=== Challenge ===
Quote the records word for word, starting at the line that contains "of the door" and continuing through the end of the records.

=== Rows from a pointing dataset ===
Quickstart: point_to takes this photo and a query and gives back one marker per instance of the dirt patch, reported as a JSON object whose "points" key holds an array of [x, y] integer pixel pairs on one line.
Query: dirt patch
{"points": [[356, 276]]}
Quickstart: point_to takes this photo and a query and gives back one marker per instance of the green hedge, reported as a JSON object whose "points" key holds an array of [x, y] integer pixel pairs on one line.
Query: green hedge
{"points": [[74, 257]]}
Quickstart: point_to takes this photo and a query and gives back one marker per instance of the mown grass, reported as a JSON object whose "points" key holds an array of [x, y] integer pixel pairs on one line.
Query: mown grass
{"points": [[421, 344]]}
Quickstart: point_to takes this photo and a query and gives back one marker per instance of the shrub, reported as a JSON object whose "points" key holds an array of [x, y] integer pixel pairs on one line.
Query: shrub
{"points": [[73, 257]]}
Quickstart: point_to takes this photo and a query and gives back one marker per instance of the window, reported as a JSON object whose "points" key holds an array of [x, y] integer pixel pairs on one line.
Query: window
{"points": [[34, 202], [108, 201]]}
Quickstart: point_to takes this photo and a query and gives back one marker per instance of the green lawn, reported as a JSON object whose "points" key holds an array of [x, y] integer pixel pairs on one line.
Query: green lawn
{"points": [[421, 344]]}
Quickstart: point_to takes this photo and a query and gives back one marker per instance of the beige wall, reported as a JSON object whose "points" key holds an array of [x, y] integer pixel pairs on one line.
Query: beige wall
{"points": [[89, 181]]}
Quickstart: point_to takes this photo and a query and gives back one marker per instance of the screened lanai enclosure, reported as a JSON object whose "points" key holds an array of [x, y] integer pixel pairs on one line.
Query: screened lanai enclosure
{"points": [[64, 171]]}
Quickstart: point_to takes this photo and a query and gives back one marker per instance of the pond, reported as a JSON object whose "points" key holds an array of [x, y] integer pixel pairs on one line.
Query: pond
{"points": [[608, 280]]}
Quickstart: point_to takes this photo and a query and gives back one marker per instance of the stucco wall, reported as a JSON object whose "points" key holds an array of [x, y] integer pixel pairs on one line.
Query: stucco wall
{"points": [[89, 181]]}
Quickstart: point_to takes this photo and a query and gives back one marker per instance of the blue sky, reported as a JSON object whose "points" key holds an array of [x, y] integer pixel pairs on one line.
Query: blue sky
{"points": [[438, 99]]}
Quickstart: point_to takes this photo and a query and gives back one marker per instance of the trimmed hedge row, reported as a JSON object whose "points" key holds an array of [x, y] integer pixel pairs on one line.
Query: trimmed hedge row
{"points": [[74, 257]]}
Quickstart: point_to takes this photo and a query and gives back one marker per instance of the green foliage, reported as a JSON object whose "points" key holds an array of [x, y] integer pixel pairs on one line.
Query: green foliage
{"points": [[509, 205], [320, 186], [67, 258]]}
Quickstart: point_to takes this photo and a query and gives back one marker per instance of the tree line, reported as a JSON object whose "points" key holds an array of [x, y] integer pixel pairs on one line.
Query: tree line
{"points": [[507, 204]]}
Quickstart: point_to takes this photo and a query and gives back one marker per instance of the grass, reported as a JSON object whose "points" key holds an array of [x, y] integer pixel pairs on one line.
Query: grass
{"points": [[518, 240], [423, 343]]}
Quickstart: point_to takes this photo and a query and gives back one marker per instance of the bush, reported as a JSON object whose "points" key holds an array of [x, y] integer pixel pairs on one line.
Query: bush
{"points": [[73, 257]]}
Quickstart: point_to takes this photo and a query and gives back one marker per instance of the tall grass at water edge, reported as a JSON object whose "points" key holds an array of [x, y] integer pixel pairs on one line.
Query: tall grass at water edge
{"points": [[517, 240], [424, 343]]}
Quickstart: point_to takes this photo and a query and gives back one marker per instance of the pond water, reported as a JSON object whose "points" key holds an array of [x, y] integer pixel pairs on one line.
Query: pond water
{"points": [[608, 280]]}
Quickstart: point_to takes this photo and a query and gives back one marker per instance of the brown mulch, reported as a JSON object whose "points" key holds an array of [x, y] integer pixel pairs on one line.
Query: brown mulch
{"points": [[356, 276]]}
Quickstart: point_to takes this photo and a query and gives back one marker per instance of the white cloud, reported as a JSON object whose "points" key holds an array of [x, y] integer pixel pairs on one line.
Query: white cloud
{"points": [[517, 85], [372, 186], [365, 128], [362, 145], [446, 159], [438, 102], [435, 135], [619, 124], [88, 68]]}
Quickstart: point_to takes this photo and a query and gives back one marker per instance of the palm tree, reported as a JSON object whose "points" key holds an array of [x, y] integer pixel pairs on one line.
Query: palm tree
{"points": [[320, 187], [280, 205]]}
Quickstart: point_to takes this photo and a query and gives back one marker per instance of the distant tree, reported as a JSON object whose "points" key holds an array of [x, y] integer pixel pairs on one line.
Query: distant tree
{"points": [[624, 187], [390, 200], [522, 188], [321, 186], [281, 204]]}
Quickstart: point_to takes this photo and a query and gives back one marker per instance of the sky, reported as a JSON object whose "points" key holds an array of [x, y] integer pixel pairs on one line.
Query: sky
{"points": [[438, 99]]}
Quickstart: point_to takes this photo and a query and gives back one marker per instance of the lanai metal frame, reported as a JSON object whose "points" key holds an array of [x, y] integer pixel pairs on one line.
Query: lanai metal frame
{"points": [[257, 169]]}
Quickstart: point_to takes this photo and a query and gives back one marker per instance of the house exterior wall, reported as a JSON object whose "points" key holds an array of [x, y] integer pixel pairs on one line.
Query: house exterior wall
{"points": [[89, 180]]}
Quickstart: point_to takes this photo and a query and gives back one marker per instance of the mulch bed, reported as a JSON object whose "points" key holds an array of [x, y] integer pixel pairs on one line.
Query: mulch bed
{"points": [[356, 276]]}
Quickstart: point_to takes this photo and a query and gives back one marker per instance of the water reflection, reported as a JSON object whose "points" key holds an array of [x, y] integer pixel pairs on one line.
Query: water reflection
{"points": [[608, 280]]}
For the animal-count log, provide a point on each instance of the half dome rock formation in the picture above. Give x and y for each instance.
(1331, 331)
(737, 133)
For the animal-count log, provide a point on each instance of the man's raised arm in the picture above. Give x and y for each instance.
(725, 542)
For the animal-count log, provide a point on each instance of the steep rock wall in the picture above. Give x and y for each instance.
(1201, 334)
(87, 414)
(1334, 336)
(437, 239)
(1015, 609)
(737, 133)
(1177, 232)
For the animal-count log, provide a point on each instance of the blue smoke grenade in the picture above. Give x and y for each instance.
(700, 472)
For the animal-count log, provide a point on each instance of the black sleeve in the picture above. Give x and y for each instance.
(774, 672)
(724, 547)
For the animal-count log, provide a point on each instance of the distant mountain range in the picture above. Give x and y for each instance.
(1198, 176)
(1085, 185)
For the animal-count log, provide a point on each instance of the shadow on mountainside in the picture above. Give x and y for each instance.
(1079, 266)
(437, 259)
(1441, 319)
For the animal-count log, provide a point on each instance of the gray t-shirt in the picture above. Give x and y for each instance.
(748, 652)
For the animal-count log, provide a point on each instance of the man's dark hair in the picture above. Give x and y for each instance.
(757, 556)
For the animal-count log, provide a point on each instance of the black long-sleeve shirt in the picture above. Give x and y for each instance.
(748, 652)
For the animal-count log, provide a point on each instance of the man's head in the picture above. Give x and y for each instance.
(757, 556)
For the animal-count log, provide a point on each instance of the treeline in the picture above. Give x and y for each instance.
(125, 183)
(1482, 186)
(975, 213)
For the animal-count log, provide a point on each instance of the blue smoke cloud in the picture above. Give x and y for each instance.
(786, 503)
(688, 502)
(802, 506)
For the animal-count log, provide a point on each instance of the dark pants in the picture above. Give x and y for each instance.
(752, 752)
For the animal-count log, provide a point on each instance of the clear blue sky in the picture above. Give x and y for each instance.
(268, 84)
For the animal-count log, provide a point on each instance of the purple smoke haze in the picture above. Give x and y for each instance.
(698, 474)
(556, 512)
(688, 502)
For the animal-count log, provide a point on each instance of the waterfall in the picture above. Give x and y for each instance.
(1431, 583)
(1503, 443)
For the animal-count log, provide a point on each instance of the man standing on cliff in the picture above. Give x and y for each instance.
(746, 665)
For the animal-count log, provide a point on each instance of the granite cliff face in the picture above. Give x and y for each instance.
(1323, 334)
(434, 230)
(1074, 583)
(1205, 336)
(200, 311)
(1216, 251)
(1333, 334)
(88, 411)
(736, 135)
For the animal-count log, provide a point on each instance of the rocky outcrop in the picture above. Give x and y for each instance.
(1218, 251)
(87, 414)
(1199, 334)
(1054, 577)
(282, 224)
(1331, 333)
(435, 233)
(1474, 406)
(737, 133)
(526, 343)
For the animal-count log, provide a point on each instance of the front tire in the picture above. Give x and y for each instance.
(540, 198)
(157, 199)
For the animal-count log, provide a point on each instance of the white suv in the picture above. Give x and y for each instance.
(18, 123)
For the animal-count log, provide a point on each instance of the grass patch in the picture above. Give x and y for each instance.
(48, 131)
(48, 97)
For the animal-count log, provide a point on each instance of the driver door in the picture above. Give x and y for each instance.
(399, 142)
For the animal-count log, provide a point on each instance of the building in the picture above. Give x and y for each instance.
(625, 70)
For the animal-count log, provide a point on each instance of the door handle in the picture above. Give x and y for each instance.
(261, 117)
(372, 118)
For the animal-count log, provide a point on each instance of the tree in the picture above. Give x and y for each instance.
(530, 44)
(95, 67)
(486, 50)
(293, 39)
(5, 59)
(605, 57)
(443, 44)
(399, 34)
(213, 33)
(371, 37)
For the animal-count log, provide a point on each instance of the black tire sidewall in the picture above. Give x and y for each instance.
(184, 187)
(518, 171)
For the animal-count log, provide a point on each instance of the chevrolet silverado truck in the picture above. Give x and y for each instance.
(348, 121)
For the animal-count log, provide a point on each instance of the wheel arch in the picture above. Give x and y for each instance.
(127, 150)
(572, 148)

=== Full response ===
For the animal-count log, provide a point on each instance of the door handle in the picture above. Give x and y for each instance.
(261, 117)
(372, 118)
For the animal-count log, provide a point on each instance of the tree in the picture above. Give x and y for each instance.
(530, 44)
(95, 67)
(486, 50)
(293, 39)
(5, 59)
(605, 57)
(443, 44)
(399, 34)
(213, 33)
(371, 37)
For the animal-count log, provide a point on each instance of the black tire sidewall in the picture above. Give x and y for each instance.
(184, 187)
(518, 171)
For the animal-count log, provide a point on each instance of the chevrolet silverado truck in the picture above. Give x and y for each instance.
(348, 121)
For the animal-count log, provide a point on each instance of the wheel arch in the picture above. Give x and y for each instance.
(127, 150)
(572, 148)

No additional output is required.